** BEGIN Source data **

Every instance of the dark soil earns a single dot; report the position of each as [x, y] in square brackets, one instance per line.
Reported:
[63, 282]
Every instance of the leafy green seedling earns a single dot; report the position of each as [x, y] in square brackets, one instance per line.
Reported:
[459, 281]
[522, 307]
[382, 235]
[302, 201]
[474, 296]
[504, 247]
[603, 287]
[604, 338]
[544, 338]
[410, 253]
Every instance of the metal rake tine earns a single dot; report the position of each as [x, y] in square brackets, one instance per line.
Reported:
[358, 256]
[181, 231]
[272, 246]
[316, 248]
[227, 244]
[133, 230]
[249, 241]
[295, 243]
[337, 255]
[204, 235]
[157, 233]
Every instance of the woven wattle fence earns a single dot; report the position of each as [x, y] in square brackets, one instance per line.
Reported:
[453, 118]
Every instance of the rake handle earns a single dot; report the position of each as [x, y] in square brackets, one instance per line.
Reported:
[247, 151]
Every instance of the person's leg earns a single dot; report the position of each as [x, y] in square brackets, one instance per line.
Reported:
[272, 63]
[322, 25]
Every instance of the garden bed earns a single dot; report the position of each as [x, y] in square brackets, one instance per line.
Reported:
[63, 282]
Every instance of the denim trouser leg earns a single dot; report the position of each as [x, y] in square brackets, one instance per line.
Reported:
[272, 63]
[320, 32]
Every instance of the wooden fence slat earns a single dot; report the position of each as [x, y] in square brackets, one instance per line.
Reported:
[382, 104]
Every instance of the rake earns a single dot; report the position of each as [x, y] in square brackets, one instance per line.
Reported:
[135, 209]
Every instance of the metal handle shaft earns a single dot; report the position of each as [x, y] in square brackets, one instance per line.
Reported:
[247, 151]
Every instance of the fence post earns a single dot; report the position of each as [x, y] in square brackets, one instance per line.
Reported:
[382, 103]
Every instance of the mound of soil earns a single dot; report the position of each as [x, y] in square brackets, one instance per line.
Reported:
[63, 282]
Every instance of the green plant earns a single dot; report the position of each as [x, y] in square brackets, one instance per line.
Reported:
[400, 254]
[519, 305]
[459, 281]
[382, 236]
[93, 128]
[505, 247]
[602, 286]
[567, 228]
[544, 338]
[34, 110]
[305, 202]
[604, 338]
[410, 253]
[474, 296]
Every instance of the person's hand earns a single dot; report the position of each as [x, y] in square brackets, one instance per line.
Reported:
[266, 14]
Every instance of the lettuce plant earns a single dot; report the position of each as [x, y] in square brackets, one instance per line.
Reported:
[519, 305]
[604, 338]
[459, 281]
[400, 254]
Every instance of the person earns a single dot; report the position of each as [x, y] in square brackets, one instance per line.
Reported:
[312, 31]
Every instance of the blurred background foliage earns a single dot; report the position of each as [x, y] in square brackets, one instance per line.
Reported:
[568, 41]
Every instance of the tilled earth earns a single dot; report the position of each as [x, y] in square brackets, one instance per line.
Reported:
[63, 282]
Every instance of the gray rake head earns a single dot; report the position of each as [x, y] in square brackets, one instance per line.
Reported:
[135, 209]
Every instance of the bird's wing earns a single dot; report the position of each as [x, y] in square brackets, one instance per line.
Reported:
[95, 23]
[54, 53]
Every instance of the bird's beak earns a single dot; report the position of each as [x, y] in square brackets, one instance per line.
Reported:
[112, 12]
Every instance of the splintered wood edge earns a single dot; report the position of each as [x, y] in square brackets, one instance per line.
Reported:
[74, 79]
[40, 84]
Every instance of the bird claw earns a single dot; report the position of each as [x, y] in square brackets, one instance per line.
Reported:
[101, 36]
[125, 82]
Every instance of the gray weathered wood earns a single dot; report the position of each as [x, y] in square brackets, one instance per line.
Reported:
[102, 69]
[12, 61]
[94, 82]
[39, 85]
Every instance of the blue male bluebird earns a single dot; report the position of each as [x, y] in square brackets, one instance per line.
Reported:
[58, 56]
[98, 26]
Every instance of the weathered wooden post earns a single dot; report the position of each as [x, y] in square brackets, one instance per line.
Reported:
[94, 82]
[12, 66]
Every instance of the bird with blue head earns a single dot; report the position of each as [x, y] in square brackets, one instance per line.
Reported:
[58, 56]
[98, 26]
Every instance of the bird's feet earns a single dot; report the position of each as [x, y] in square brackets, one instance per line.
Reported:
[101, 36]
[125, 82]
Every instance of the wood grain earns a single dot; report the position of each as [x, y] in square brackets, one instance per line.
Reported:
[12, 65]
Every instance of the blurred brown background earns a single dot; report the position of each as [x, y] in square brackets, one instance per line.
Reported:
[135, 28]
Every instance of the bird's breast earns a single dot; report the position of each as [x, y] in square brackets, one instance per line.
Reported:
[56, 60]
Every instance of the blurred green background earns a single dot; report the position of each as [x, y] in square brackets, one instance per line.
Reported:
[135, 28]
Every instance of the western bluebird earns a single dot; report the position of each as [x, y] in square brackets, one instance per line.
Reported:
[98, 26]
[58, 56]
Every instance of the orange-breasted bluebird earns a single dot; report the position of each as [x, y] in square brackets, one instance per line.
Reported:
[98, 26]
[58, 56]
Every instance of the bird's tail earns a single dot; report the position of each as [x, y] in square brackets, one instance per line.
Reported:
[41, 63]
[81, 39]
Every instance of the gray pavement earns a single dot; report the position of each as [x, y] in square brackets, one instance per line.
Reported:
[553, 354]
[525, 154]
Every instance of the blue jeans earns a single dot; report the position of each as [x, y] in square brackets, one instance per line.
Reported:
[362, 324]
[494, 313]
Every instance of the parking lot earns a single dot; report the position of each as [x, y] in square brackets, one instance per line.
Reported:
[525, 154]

** END Source data **

§ What to produce: Update all the items above: change every "earns a single dot" to "receives one point" and leave everything else unchanged.

§ Correct response:
Every instance of the dark soil receives one point; report the position of each as [x, y] in square brackets, one instance per line.
Reported:
[63, 282]
Every instance of the leafy green seedling receives one point; report the position of each as [x, y] in square brackets, one instance per line.
Reported:
[459, 281]
[522, 307]
[382, 235]
[302, 201]
[474, 296]
[504, 247]
[603, 287]
[604, 338]
[544, 338]
[410, 253]
Every instance of the metal rake tine receives one point; report the position of each as [x, y] in square brackets, one instance per line.
Reported:
[358, 256]
[181, 231]
[272, 246]
[316, 248]
[227, 244]
[133, 230]
[249, 241]
[295, 243]
[337, 255]
[204, 235]
[157, 233]
Every instance of the woven wattle fence receives one point; report the position of each as [x, y] in square brackets, one instance per line.
Reported:
[453, 118]
Every instance of the rake handle receives one point; report the position of each as [x, y] in square brackets, one instance per line.
Reported:
[247, 151]
Every instance of the person's leg receives one point; report the position of each as [x, y] in square brackets, one instance per line.
Reported:
[272, 63]
[322, 25]
Every instance of the garden bed receives one point; report the position of each as [x, y] in square brackets, one instance per line.
Reported:
[63, 282]
Every instance of the denim trouser leg receives one point; report the position of each as [x, y] in square brackets, one instance per line.
Reported:
[272, 63]
[320, 32]
Every instance of the wooden fence slat receives one point; report the position of each as [x, y] in square brackets, one instance per line.
Reported:
[382, 104]
Every instance of the rake receives one point; report the position of each as [x, y] in square brackets, one instance per line.
Reported:
[135, 209]
Every instance of the metal handle shaft receives one point; report the position of each as [x, y] in square brackets, one instance per line.
Reported:
[247, 151]
Every instance of the fence post receives one point; report the position of each as [x, y] in square brackets, one instance per line.
Reported:
[382, 103]
Every instance of the mound of soil receives one point; report the position of each as [x, y] in square brackets, one instance per line.
Reported:
[63, 282]
Every instance of the green plant receives one point; report the position of each as [x, y] in square brackets, one instance per line.
Reported:
[400, 254]
[519, 305]
[459, 281]
[382, 236]
[93, 128]
[505, 247]
[602, 286]
[567, 228]
[544, 338]
[34, 110]
[305, 202]
[604, 338]
[410, 253]
[474, 296]
Every instance of the person's hand receives one point; report the position of each as [x, y] in square brackets, one instance per line.
Reported:
[266, 14]
Every instance of the lettuce plant receives one point; report the position of each as [x, y] in square brackets, one instance per line.
Reported:
[519, 305]
[604, 338]
[459, 281]
[400, 254]
Every instance of the person receives one point; report the position of each as [x, y] in square brackets, one instance per line.
Reported:
[312, 31]
Every instance of the blurred background foliage receives one point; report the position of each as [x, y] in square brackets, one instance per line.
Reported:
[568, 41]
Every instance of the tilled earth receives one point; report the position of each as [x, y] in square brackets, one instance per line.
Reported:
[63, 282]
Every instance of the gray rake head receives one point; report the position of each as [x, y] in square brackets, one instance per line.
Reported:
[135, 209]
Every instance of the bird's wing receives one point; report the position of each as [x, y] in square brackets, one instance per line.
Reported:
[95, 23]
[54, 53]
Every instance of the bird's beak receives one point; report the position of each as [x, y] in square brackets, one instance per line.
Reported:
[112, 12]
Every instance of the splintered wood edge receives one point; report the position of each as [x, y] in square brackets, one instance per line.
Reported:
[74, 79]
[40, 84]
Every instance of the bird claw receives one point; report the position of each as [x, y] in square brackets, one instance per line.
Reported:
[101, 36]
[125, 82]
Every instance of the gray weathered wood receives one point; report the position of each as [x, y] in square brackets, one instance per line.
Reported:
[102, 69]
[12, 61]
[94, 82]
[39, 85]
Every instance of the blue male bluebird receives one point; report the position of each as [x, y] in square brackets, one instance per line.
Reported:
[58, 56]
[98, 26]
Every instance of the weathered wooden post receives one point; report the position of each as [x, y] in square brackets, one instance per line.
Reported:
[94, 82]
[12, 66]
Every instance of the bird with blue head receives one point; report the position of each as [x, y] in square brackets, one instance per line.
Reported:
[58, 56]
[98, 26]
Every instance of the bird's feet receives one point; report the position of each as [x, y] in square brackets, one instance per line.
Reported:
[101, 36]
[125, 82]
Every instance of the wood grain receives one point; report the position of each as [x, y] in square brackets, one instance per line.
Reported:
[12, 65]
Every instance of the blurred brown background receives one point; report the position of each as [x, y] in square brackets, one instance per line.
Reported:
[135, 28]
Every instance of the bird's breast receives one point; report the position of each as [x, y] in square brackets, one instance per line.
Reported:
[56, 60]
Every instance of the blurred green background receives one point; report the position of each as [x, y] in square brackets, one instance per line.
Reported:
[135, 28]
Every instance of the western bluebird receives one point; report the position of each as [x, y] in square brackets, one instance per line.
Reported:
[98, 26]
[58, 56]
Every instance of the orange-breasted bluebird receives one point; report the position of each as [x, y] in square brackets, one instance per line.
Reported:
[98, 26]
[58, 56]
Every instance of the bird's tail receives one point; report the position of each as [x, y] in square brackets, one instance per line.
Reported:
[41, 63]
[81, 39]
Every instance of the gray pavement receives one point; report the position of each as [x, y] in square brackets, one instance per line.
Reported:
[553, 354]
[525, 154]
Every instance of the blue jeans receives one point; report the position of each as [x, y] in square brackets, one instance per line.
Reported:
[362, 324]
[494, 313]
Every instance of the parking lot receives one point; report the position of each as [x, y] in square brackets, one instance per line.
Reported:
[525, 154]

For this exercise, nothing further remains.